TASK DATA
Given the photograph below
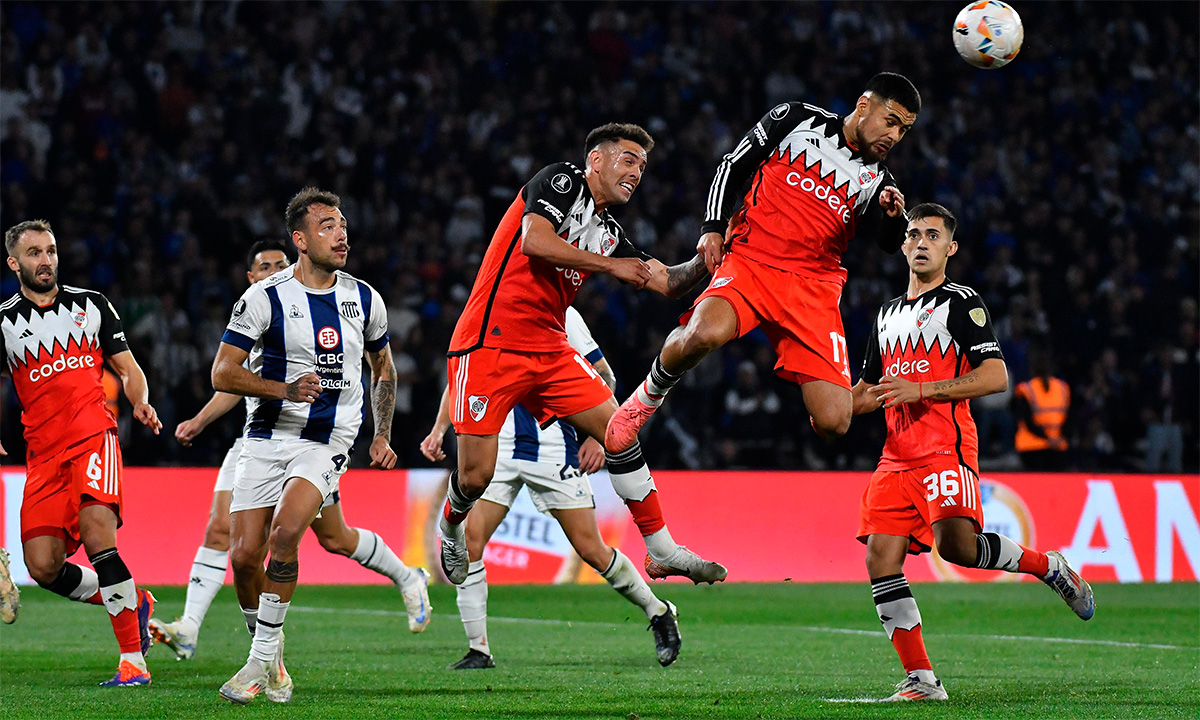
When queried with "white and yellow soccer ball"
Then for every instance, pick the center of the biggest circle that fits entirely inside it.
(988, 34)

...

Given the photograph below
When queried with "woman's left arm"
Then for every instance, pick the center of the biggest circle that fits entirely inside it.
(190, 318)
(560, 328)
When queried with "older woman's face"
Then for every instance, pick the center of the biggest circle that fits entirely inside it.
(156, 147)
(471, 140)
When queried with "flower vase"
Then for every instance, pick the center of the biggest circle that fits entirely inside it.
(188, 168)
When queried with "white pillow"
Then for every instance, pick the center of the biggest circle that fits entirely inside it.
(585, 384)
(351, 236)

---

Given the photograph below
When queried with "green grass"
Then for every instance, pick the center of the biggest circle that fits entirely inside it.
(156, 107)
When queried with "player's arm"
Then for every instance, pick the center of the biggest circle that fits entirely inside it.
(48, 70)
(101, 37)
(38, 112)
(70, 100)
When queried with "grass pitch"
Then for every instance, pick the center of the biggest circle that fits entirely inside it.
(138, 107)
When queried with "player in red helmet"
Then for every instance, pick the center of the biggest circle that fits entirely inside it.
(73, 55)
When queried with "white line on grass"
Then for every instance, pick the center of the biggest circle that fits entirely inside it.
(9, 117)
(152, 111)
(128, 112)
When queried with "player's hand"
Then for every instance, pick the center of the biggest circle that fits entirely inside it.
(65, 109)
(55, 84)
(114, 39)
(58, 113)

EXERCISE DIRECTIONS
Gather every line of the listing above that contains the word "queried".

FINISHED EXERCISE
When queried with "white and yellow soccer ball"
When queried with "woman's left arm"
When queried with "older woman's face"
When queried with "flower vase"
When queried with "white pillow"
When queried with "green grass"
When queried with "player's arm"
When queried with "grass pitch"
When queried with "player in red helmet"
When queried with "white line on grass"
When queried with "player's hand"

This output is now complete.